======== VORLIEGENDER TEXT ========

Polizei führt eine brandheiße Kartei

■ Erfassung von Personen, die nur im Verdacht standen, gekokelt zu haben

Die Sammelwut der Berliner Polizei ist ungebremst. Jüngstes Beispiel ist die „Tatverdächtigenkartei“ der Brandkommission. In ihr werden 3.500 sowohl verurteilte Brandstifter als auch Verdächtige gespeichert. Selbst wenn dem Verdacht nie eine Anzeige oder eine Verurteilung folgte. „Die Richtschnur ist: Gibt es eine Kommission, dann gibt es auch eine Verdächtigenkartei“, sagt Lena Schraut, Datenschutzmitarbeiterin in Brandenburg.

Nach dem Allgemeinen Sicherheits- und Ordnungsgesetz, kurz Asog, dürfen die Ordnungshüter zur „vorbeugenden Verbrechensbekämpfung“ auch nach Abschluß von Ermittlungsverfahren Personendossiers zu „besonders erheblichen Straftaten“ anlegen. Im Zuge der „vorbeugenden Verbrechensbekämpfung“ ist es ihnen gesetzlich erlaubt, auch „Zeugen, Hinweisgeber und sonstige Auskunftspersonen“ zu vermerken.

„Oft ist die Speicherung unzulässig. Auch nach dem neuen Asog muß sie noch begründet werden“, kritisiert die stellvertretende Berliner Datenschutzbeauftragte, Claudia Schmid, die Praxis der Polizei.

Eine besondere Vorliebe hat die Berliner Polizei für Prostituierte entwickelt. Etwa 5.000 Personen sind in der Datei „Zuhälterei, Menschenhandel und ähnliche Delikte“ versammelt. Frauen werden darin, neben Zuhältern, nicht wegen einer Straftat, sondern allein deshalb notiert, weil sie der Prostitution nachgehen. Im LKA1, zuständig für Organisierte Kriminalität, findet sich die „Falschgelddatei“, in der neben Tatverdächtigen auch sogenannte andere Personen auftauchen. Gemeint sind Personen, die mit Tatverdächtigen „in einer Weise in Verbindung stehen, die erwarten läßt, daß die Speicherung zur Aufklärung von Straftaten beiträgt“. Beim selben LKA wird auch die „SDF“-Kartei geführt: Schecks, Dokumente und Falschgeld. „Andere Personen“ auch hier inklusive.

======== ZEILENÜBERSICHT ========

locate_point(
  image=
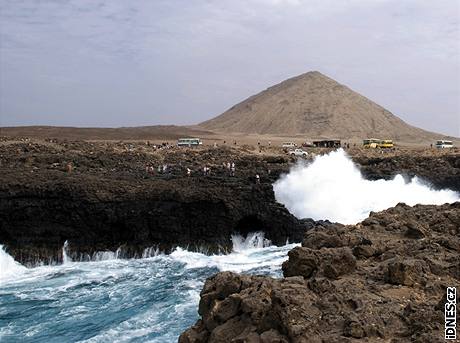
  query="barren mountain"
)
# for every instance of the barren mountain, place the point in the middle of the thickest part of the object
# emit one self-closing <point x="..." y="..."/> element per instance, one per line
<point x="314" y="105"/>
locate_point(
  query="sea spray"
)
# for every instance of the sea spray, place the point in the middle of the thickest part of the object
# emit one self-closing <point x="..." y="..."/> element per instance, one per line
<point x="144" y="300"/>
<point x="65" y="253"/>
<point x="332" y="187"/>
<point x="9" y="268"/>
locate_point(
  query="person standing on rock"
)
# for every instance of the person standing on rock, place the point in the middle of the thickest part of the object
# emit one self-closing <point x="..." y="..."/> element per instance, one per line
<point x="69" y="167"/>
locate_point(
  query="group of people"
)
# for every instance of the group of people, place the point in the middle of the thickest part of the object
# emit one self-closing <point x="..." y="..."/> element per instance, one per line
<point x="230" y="168"/>
<point x="165" y="169"/>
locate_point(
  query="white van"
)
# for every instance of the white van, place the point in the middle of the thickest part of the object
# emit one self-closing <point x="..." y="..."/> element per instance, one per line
<point x="444" y="144"/>
<point x="289" y="145"/>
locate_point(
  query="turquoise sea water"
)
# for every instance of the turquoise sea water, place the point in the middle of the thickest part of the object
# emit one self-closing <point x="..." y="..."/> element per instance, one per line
<point x="111" y="300"/>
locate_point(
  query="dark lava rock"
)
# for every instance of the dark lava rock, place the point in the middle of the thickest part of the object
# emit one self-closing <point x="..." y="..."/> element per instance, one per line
<point x="376" y="283"/>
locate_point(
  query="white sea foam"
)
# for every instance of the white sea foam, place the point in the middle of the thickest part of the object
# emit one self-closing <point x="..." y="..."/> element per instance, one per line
<point x="332" y="187"/>
<point x="9" y="268"/>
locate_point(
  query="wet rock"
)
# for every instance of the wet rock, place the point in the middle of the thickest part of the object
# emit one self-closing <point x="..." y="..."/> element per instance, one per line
<point x="391" y="288"/>
<point x="329" y="262"/>
<point x="405" y="272"/>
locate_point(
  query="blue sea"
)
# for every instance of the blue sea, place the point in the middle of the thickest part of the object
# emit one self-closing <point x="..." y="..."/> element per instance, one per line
<point x="151" y="299"/>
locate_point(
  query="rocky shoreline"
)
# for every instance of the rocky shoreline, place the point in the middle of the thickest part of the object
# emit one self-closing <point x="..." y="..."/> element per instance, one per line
<point x="383" y="279"/>
<point x="113" y="197"/>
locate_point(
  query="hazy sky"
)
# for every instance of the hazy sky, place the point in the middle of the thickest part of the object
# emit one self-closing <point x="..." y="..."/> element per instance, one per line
<point x="128" y="63"/>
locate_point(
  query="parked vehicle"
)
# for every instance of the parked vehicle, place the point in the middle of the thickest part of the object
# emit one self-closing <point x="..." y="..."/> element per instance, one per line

========

## AUFGABENSTELLUNG
Kopiere bitte aus dem Text über die Karteien der Berliner Polizei alles von „Polizei führt eine“ bis hinunter zu „Datenschutzmitarbeiterin in Brandenburg.“ wortgetreu.

## ERGEBNIS
Polizei führt eine brandheiße Kartei

■ Erfassung von Personen, die nur im Verdacht standen, gekokelt zu haben

Die Sammelwut der Berliner Polizei ist ungebremst. Jüngstes Beispiel ist die „Tatverdächtigenkartei“ der Brandkommission. In ihr werden 3.500 sowohl verurteilte Brandstifter als auch Verdächtige gespeichert. Selbst wenn dem Verdacht nie eine Anzeige oder eine Verurteilung folgte. „Die Richtschnur ist: Gibt es eine Kommission, dann gibt es auch eine Verdächtigenkartei“, sagt Lena Schraut, Datenschutzmitarbeiterin in Brandenburg.